# DATA LISTING
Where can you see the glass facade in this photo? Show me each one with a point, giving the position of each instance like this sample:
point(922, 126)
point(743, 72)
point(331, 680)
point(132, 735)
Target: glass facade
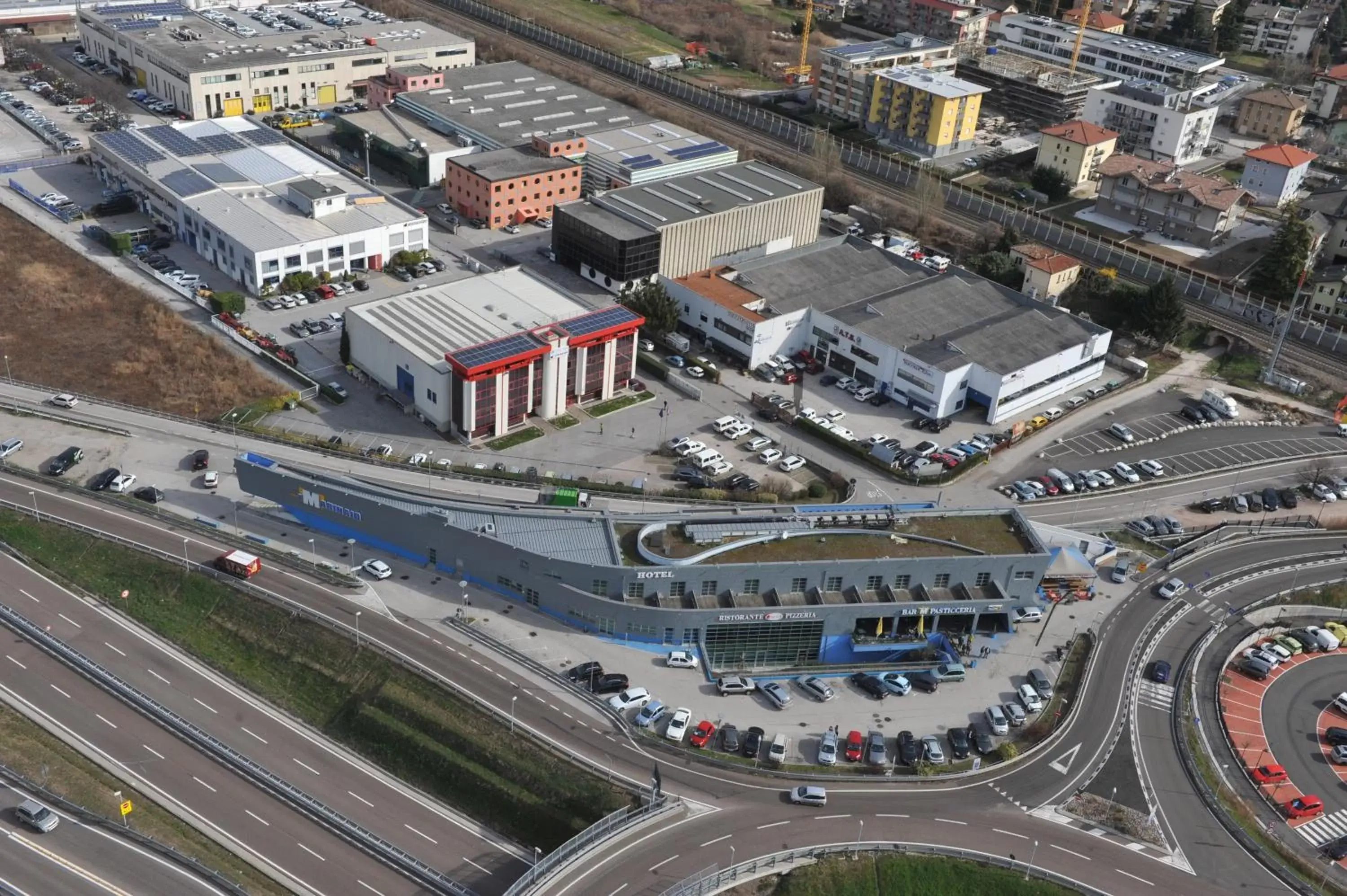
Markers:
point(753, 646)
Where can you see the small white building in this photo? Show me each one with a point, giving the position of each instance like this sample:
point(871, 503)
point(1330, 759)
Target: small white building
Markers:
point(1275, 173)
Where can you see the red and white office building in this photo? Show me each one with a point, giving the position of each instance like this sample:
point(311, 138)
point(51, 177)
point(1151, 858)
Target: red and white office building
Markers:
point(476, 357)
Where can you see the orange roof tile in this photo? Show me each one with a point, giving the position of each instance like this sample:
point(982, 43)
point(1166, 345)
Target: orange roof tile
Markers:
point(1281, 154)
point(1081, 132)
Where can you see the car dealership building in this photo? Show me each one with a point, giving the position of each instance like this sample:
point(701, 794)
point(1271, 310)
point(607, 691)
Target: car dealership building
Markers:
point(755, 587)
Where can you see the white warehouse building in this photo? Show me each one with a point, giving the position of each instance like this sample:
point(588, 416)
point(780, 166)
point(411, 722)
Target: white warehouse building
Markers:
point(930, 341)
point(255, 205)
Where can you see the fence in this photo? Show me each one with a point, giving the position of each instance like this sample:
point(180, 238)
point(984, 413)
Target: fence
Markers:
point(714, 879)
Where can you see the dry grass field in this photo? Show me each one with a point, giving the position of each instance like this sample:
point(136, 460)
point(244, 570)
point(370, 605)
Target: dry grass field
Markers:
point(72, 325)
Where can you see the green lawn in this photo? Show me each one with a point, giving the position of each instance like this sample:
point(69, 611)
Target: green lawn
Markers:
point(417, 731)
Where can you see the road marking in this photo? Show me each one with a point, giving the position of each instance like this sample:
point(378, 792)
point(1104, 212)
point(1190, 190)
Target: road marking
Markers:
point(1070, 851)
point(476, 865)
point(1063, 763)
point(419, 835)
point(310, 852)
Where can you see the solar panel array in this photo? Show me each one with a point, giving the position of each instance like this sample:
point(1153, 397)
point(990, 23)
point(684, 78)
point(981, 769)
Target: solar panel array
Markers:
point(497, 349)
point(131, 147)
point(601, 320)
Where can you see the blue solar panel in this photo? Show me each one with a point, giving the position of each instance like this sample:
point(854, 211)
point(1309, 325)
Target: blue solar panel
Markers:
point(131, 147)
point(601, 320)
point(497, 349)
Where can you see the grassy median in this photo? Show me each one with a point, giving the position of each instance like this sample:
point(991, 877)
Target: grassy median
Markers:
point(410, 727)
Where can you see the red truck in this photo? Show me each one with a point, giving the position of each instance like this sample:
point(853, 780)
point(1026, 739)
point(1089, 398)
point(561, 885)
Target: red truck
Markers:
point(239, 564)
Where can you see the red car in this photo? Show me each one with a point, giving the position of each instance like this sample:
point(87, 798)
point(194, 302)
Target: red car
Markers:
point(1304, 808)
point(854, 747)
point(1269, 775)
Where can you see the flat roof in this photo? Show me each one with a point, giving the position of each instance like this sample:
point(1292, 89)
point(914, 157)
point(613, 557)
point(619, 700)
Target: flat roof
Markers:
point(510, 103)
point(467, 313)
point(702, 194)
point(238, 176)
point(197, 44)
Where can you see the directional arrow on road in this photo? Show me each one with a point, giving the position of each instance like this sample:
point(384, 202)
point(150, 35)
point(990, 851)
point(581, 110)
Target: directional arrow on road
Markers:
point(1063, 763)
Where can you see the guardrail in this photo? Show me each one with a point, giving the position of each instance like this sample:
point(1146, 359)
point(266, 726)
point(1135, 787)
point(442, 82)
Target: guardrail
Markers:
point(225, 755)
point(714, 879)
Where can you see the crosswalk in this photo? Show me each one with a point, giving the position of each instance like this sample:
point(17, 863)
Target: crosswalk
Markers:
point(1322, 830)
point(1156, 696)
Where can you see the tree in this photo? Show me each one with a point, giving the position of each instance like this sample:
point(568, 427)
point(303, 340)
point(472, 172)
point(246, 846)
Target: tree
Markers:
point(1160, 312)
point(652, 302)
point(1050, 182)
point(1277, 272)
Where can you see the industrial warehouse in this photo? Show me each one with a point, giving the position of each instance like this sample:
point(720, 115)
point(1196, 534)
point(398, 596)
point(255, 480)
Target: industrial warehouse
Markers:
point(753, 587)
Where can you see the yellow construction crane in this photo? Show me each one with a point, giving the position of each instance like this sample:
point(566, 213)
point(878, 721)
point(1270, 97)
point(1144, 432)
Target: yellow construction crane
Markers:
point(802, 72)
point(1081, 35)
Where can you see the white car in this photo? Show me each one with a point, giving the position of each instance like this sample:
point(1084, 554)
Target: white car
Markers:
point(681, 659)
point(629, 698)
point(677, 729)
point(378, 569)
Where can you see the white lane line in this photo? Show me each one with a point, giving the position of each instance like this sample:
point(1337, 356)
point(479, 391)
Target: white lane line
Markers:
point(476, 865)
point(419, 835)
point(310, 852)
point(1070, 851)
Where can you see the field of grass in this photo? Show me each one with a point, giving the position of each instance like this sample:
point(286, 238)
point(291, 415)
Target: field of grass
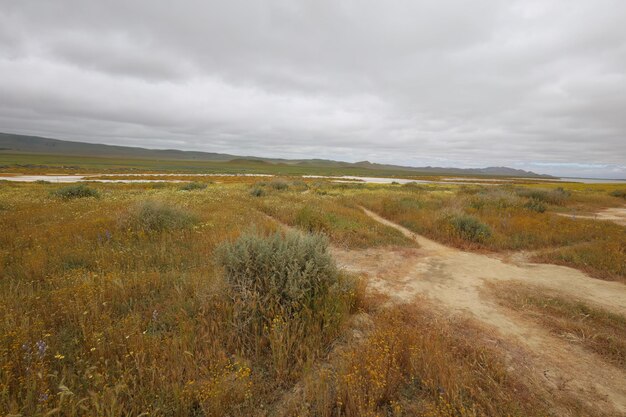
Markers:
point(594, 328)
point(166, 299)
point(512, 218)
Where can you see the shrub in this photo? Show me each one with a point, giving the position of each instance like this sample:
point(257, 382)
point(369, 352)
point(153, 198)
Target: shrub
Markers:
point(470, 228)
point(279, 184)
point(155, 216)
point(556, 196)
point(75, 191)
point(618, 193)
point(191, 186)
point(535, 205)
point(286, 274)
point(257, 192)
point(289, 297)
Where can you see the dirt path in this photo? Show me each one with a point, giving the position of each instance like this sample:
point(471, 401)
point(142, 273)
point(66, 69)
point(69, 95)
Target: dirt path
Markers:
point(615, 215)
point(454, 278)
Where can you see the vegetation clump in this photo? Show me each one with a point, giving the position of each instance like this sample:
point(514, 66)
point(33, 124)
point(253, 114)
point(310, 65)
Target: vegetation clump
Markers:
point(192, 186)
point(535, 205)
point(75, 191)
point(556, 196)
point(619, 193)
point(257, 192)
point(156, 216)
point(279, 184)
point(288, 295)
point(470, 228)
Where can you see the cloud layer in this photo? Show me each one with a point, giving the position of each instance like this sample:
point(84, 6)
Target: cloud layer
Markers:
point(532, 84)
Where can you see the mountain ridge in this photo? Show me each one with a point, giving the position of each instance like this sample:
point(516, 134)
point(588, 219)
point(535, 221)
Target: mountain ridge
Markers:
point(17, 143)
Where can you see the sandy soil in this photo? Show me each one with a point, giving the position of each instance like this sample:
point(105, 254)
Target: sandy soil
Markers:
point(455, 278)
point(615, 215)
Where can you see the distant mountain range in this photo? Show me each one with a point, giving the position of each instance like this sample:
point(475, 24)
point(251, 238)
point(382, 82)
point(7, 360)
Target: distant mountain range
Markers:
point(13, 143)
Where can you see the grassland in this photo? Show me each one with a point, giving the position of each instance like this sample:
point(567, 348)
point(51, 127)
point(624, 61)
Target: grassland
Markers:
point(117, 299)
point(594, 328)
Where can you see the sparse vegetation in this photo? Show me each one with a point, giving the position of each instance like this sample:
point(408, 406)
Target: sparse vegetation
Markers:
point(257, 192)
point(594, 328)
point(157, 216)
point(414, 362)
point(192, 186)
point(618, 193)
point(71, 192)
point(470, 228)
point(288, 297)
point(125, 305)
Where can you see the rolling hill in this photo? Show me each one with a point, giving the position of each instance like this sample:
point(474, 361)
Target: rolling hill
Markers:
point(35, 145)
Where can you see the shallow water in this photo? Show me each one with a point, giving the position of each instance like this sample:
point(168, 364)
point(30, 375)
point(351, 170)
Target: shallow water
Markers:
point(346, 178)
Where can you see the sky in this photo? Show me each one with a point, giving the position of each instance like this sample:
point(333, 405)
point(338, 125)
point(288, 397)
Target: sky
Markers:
point(538, 85)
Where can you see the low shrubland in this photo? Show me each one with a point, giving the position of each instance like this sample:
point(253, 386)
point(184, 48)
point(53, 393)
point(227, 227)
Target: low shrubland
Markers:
point(193, 186)
point(414, 362)
point(334, 216)
point(157, 216)
point(506, 218)
point(289, 297)
point(124, 305)
point(71, 192)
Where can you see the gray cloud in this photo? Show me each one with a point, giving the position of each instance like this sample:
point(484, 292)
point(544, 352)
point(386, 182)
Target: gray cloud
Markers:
point(533, 84)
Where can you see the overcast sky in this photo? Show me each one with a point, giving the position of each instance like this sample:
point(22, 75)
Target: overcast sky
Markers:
point(537, 85)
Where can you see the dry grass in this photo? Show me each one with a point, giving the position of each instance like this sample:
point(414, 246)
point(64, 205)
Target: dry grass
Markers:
point(594, 328)
point(507, 218)
point(414, 362)
point(114, 306)
point(344, 224)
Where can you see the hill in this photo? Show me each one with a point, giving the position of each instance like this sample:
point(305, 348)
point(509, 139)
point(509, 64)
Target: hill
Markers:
point(35, 145)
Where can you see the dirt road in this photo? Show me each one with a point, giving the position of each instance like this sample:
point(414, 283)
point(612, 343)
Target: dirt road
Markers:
point(454, 278)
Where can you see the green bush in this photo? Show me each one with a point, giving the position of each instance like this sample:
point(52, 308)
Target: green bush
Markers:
point(279, 184)
point(75, 191)
point(257, 192)
point(470, 228)
point(556, 196)
point(312, 220)
point(535, 205)
point(191, 186)
point(155, 216)
point(618, 193)
point(287, 293)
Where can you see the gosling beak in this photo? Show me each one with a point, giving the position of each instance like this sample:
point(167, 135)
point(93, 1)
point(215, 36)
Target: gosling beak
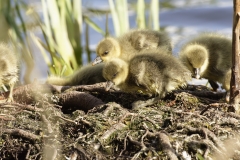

# STATED GOAL
Rewrite the entries starting at the line containing "Where can you see the grassy" and ending at the line containing "point(1269, 775)", replacing "red truck" with "blue truck" and leaving everything else unchanged. Return only those lines.

# EXERCISE OUTPUT
Where can you see the grassy median in this photo? Show me each one with a point, giving the position of each instance like this sample:
point(991, 877)
Target: grassy median
Markers:
point(410, 727)
Where can you see the blue truck in this photo? Show me each one with a point, giving the position of each instance like this sample:
point(853, 780)
point(1026, 739)
point(1089, 398)
point(561, 885)
Target: blue truck
Markers:
point(239, 564)
Where can you see the red car in this photo? Show me each one with a point, giving the position of each instance like this sample:
point(87, 798)
point(194, 302)
Target: red car
Markers:
point(1304, 808)
point(854, 747)
point(1269, 775)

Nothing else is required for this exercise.